TEXT BLOCK:
▬▬▬▬▬▬▬▬▬▬
(RxWiki News) Tuberculosis is still a concern in the US, and researchers are examining a related condition that may begin to cause more trouble.
A new study looked into nontuberculous mycobacteria, which cause no infections in some people, but in others can cause chronic lung infections and even death.
This study found that these bacteria were more likely to lead to death in people over the age of 55 and in certain US states.
"See your doctor if you start coughing up blood."
The term nontuberculous mycobacteria describes a number of different bacteria that can cause illness and infection in the lungs. According to the American Lung Association, the bacteria is related to tuberculosis, but cannot be spread between people.
According to the authors of this study, which was led by Mehdi Mirsaeidi, MD, of the Division of Pulmonary and Critical Care at the University of Illinois at Chicago, much is still to be learned about nontuberculous mycobacteria, which can be found in sources of water and in soil.
The researchers aimed to learn more about the spread of nontuberculous mycobacteria and rates of death associated with the bacteria among people in the US.
Using death record data from the National Center for Health Statistics, these researchers looked for instances of death related to nontuberculous mycobacteria from 1999 to 2010.
Dr. Mirsaeidi and team found 2,999 cases in the US in which nontuberculous mycobacteria disease was reported as the cause of death during this time. This amounted to an average rate of 0.1 deaths per 100,000 person-years.
The researchers found that deaths from nontuberculous mycobacteria were not evenly spread among all people in the US, both in terms of geographic location and in terms of demographic factors.
▬▬▬▬▬▬▬▬▬▬
Region pointing data:
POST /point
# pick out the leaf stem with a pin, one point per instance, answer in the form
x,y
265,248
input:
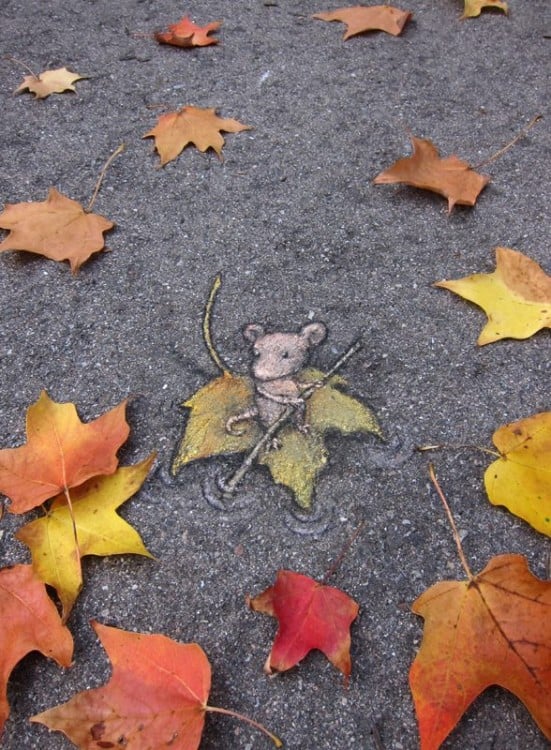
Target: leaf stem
x,y
456,537
344,551
23,65
106,166
458,446
509,145
230,486
213,709
207,336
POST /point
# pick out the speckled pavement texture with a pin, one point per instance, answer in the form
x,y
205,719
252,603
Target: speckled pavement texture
x,y
292,221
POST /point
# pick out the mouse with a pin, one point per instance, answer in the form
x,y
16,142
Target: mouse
x,y
277,359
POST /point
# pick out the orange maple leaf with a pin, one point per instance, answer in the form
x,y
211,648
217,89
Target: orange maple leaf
x,y
311,616
473,8
202,127
58,228
426,169
185,33
156,697
492,629
359,19
61,452
49,82
30,622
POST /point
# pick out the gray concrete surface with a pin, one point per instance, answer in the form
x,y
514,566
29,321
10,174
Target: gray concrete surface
x,y
292,221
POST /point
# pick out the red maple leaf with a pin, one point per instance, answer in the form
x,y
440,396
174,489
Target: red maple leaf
x,y
311,616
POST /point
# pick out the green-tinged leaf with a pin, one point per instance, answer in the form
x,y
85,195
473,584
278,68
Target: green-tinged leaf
x,y
328,408
211,407
297,462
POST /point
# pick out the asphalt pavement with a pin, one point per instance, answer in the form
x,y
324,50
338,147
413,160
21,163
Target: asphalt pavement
x,y
293,223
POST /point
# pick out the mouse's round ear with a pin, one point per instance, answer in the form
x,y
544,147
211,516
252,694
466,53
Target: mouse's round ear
x,y
252,332
314,333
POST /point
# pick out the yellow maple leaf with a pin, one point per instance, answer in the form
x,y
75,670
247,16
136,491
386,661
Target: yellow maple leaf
x,y
99,530
516,297
521,478
58,228
49,82
202,127
473,8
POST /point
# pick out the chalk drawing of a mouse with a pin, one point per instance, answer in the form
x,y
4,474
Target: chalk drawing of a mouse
x,y
278,358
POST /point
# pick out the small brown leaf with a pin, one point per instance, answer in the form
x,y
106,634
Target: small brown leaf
x,y
359,19
58,228
426,169
49,82
202,127
473,8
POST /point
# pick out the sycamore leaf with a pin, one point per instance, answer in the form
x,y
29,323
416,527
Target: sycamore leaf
x,y
359,19
185,33
521,478
202,127
99,530
494,629
426,169
58,228
299,458
516,297
311,616
474,8
61,452
49,82
29,622
156,697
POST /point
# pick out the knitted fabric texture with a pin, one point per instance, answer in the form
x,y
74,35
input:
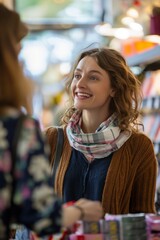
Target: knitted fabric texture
x,y
107,138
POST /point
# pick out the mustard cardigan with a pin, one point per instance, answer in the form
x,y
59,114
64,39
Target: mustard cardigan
x,y
131,179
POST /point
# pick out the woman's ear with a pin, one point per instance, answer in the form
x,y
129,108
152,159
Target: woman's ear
x,y
112,93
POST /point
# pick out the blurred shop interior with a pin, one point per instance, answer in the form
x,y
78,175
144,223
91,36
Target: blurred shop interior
x,y
60,29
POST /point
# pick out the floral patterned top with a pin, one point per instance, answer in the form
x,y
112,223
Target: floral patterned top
x,y
34,203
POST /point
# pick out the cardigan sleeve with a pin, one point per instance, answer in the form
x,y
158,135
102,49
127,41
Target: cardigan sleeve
x,y
144,185
51,135
34,199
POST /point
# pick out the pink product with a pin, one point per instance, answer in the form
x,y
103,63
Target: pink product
x,y
86,237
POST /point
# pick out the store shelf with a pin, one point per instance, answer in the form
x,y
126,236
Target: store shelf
x,y
145,57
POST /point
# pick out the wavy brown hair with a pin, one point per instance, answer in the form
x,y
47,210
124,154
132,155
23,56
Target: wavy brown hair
x,y
15,89
128,96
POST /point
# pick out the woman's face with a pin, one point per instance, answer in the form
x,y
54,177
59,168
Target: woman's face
x,y
91,86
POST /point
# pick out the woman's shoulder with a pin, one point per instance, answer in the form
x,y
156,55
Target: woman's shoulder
x,y
138,137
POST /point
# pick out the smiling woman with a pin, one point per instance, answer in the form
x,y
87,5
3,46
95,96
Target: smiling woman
x,y
105,156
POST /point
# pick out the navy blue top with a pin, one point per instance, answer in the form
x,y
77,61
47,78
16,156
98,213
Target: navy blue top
x,y
84,179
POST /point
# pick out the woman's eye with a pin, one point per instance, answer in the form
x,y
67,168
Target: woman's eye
x,y
93,77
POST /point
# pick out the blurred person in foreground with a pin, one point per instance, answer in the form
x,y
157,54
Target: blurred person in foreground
x,y
26,193
106,155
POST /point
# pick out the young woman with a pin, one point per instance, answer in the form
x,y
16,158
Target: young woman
x,y
26,192
106,156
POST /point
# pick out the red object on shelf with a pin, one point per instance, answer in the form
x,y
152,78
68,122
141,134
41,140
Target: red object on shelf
x,y
155,25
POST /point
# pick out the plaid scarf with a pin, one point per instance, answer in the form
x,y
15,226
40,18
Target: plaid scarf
x,y
107,138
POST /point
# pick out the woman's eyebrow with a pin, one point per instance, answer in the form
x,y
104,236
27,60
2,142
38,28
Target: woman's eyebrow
x,y
91,71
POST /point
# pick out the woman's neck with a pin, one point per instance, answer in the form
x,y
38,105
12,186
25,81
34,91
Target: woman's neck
x,y
91,121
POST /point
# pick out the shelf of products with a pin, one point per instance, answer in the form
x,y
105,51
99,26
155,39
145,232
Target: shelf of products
x,y
145,57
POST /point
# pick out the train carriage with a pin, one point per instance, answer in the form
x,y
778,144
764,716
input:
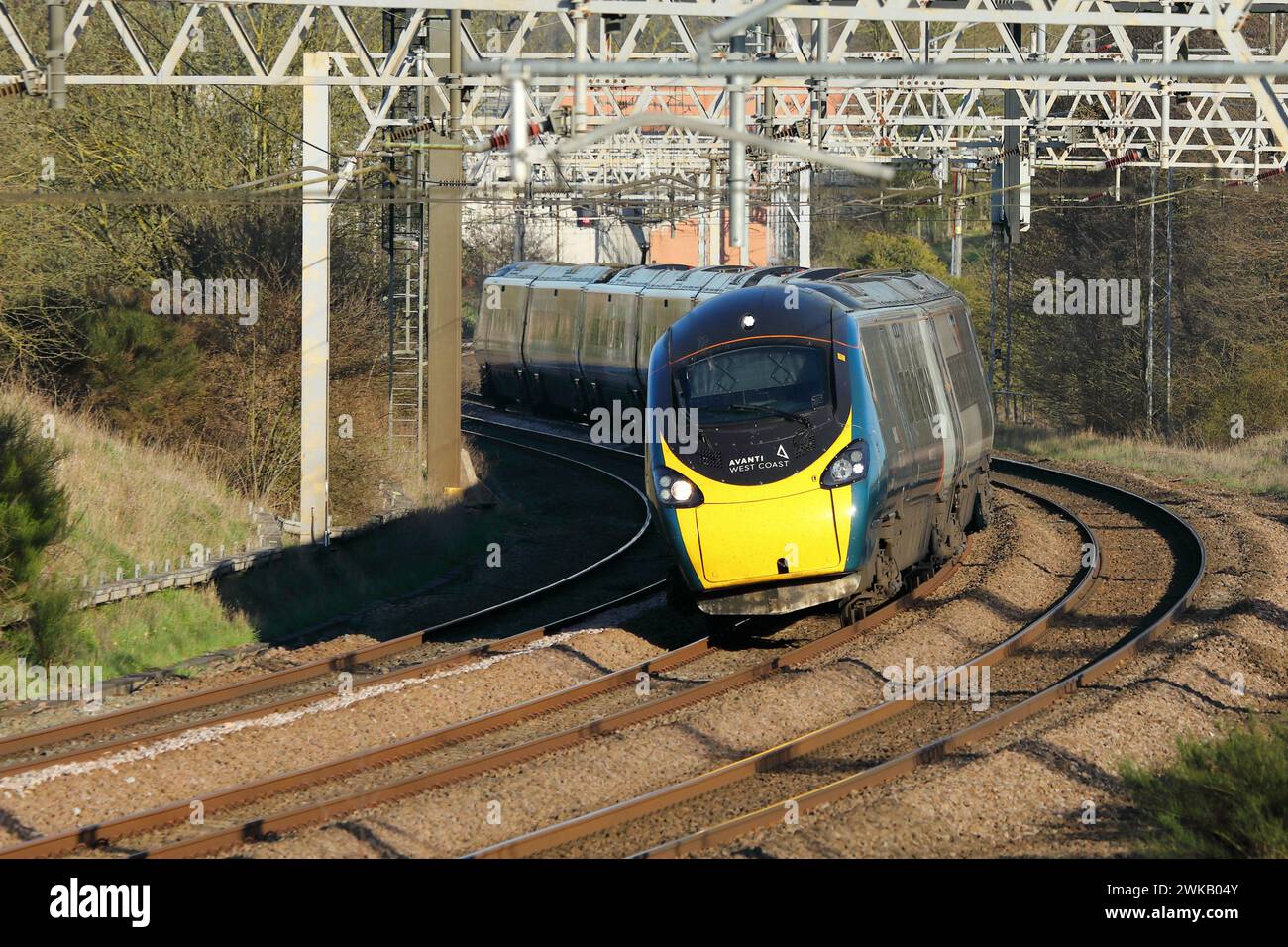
▬▬▬▬▬▬▬▬▬▬
ACTIVITY LIST:
A. List every number that appears in the article on nontuberculous mycobacteria, in the order they occur.
B. Copy word for word the stretch of the article on nontuberculous mycobacteria from "A new study" through "and even death.".
C. Write what comes next in the article on nontuberculous mycobacteria, starting after its last sentence.

TASK RESPONSES:
A.
55
1999
2010
2,999
0.1
100,000

B.
A new study looked into nontuberculous mycobacteria, which cause no infections in some people, but in others can cause chronic lung infections and even death.

C.
Hawaii had the highest nontuberculous mycobacteria rate (0.29 deaths per 100,000 person years) — a rate that the study authors noted was over nine times as high as the lowest state rate, seen in Michigan. Following Hawaii, Louisiana, Arizona, South Carolina, North Carolina and Florida had the next-highest rates.
Deaths from nontuberculous mycobacteria were also more likely to be seen in small and medium-sized metropolitan areas, areas which saw over 51 percent of these deaths. By contrast, large central metropolitan areas saw only 29 percent of nontuberculous mycobacteria-related deaths.
In terms of demographics, people who died from nontuberculous mycobacteria were more likely to be aged 55 years or older, female and non-Hispanic white. Age was the strongest risk factor seen, with 87 percent of nontuberculous mycobacteria-related deaths occurring in people aged 55 or older.
"Nontuberculous mycobacteria-related death numbers are rising and are unevenly distributed," wrote Dr. Mirsaeidi and team. "The strong association of nontuberculous mycobacterial disease with age suggests that its prevalence will increase as the United States population ages."
Further research is needed to learn more about nontuberculous mycobacteria and confirm these findings.
This study was published March 14 online by the journal PLOS ONE. No conflicts of interest were reported.